Written request
Would you extract the whole listing below and retype it exactly?
** start **
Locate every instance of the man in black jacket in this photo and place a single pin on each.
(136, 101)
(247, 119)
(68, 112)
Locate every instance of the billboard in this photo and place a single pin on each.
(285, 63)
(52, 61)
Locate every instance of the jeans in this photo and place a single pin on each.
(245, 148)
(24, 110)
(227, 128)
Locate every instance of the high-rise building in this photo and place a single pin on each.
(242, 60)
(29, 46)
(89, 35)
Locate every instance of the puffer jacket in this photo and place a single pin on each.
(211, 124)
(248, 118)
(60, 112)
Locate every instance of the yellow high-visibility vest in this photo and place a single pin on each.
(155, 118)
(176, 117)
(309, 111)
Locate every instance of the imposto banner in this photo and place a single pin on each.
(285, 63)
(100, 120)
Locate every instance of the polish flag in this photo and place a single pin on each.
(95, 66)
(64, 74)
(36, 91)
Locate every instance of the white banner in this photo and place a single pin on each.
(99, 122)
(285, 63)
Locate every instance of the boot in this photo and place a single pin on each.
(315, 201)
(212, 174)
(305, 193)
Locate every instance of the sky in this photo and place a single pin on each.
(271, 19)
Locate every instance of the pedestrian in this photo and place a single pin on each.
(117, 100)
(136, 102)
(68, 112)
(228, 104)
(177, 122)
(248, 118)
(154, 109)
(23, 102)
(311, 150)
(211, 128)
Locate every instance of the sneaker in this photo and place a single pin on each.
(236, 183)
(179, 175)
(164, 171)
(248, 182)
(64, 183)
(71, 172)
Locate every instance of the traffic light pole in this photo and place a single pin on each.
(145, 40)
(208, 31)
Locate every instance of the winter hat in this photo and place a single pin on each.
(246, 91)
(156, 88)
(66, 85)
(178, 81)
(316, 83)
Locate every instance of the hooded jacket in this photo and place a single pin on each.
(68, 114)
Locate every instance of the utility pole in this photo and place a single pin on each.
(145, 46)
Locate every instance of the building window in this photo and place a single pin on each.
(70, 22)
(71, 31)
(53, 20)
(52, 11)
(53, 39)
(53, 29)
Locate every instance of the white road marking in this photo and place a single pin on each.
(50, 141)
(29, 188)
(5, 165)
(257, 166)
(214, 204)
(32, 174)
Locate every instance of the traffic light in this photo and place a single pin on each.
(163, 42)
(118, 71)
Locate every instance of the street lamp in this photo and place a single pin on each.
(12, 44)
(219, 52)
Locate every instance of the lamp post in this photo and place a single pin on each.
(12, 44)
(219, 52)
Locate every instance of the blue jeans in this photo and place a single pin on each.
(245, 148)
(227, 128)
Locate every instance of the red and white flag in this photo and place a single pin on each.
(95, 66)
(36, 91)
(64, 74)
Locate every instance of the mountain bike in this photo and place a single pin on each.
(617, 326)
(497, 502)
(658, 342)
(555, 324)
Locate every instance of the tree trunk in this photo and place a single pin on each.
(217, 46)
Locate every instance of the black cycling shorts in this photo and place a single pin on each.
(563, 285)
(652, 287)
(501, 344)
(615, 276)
** end **
Exercise response
Locate every instance of the man in black jacket in this photo and place a single pin on each.
(136, 101)
(247, 119)
(68, 112)
Locate every instance of the billboard in this photo and place a single pin on each.
(285, 63)
(52, 61)
Locate every instance of the jeans in this photo and place a single pin on each.
(245, 148)
(24, 110)
(227, 128)
Locate every instance of the high-rise building in this photo and place a single pin on each.
(242, 60)
(29, 46)
(89, 35)
Locate every instance of the puffer jacket in this photo and place a single pin on each.
(211, 124)
(248, 118)
(60, 112)
Locate every instance of the yellow high-visibility vest in this photo and place a single pin on each.
(155, 118)
(176, 117)
(309, 111)
Locate every instance of the imposto banner in this photo and place a single pin on each.
(285, 63)
(100, 120)
Locate every instance of the polish flag in this photo and place a single pin on each.
(95, 66)
(64, 74)
(36, 91)
Locate every instance of the white banner in this photo and place a single pin on each.
(99, 122)
(285, 63)
Locate every instance of the boot in this photo and place a single pin on each.
(315, 201)
(212, 174)
(305, 193)
Locate every instance of the sky in this photo and place a single pin on each.
(271, 19)
Locate every instance of the pedestrian in this photo and place a single pin on each.
(117, 100)
(136, 102)
(68, 112)
(228, 104)
(177, 122)
(248, 118)
(154, 109)
(23, 102)
(311, 150)
(211, 128)
Locate every instance of the sneaker in this photo and place a single pin on each.
(236, 183)
(179, 175)
(164, 171)
(248, 182)
(64, 183)
(71, 172)
Locate every instance of the traffic light pole in this photo and place a single pin on each.
(145, 40)
(208, 31)
Locate every instance of the winter hat in this photo and place a single pin on each.
(246, 91)
(156, 88)
(66, 85)
(178, 81)
(316, 83)
Locate every instance of the hooded jacket in this photo and place a single pin on each.
(68, 114)
Locate every instance of the utility pole in this photo and place a single pin on each.
(145, 46)
Locate every instance of the building window in this photo and place a single pin on each.
(70, 22)
(71, 31)
(53, 20)
(52, 11)
(53, 39)
(53, 29)
Locate every instance of the white road marking in this photo and place a single pin on each.
(50, 141)
(29, 188)
(5, 165)
(257, 166)
(214, 204)
(32, 174)
Locate every instance of the traffic light in this photo and place a single pin on each.
(163, 42)
(118, 71)
Locate every instance of the street lamp in this photo and place a single pin on each.
(12, 44)
(219, 52)
Locate every instance of the lamp post in this photo and place a single pin on each.
(12, 44)
(219, 52)
Locate every instance of the blue jeans in this photo and place a single pin on each.
(245, 148)
(227, 128)
Locate every instance of the red and white flag in this photo and place a single pin on each.
(95, 66)
(36, 91)
(64, 74)
Locate every instance of the mountain bike in this photo and place a single pin on each.
(617, 326)
(497, 502)
(658, 342)
(555, 324)
Locate every instance of the tree trunk in this photo and place a single pin on each.
(217, 46)
Locate every instance of the black cycling shorts in this photo and place a single pin on each.
(563, 285)
(652, 287)
(501, 344)
(615, 276)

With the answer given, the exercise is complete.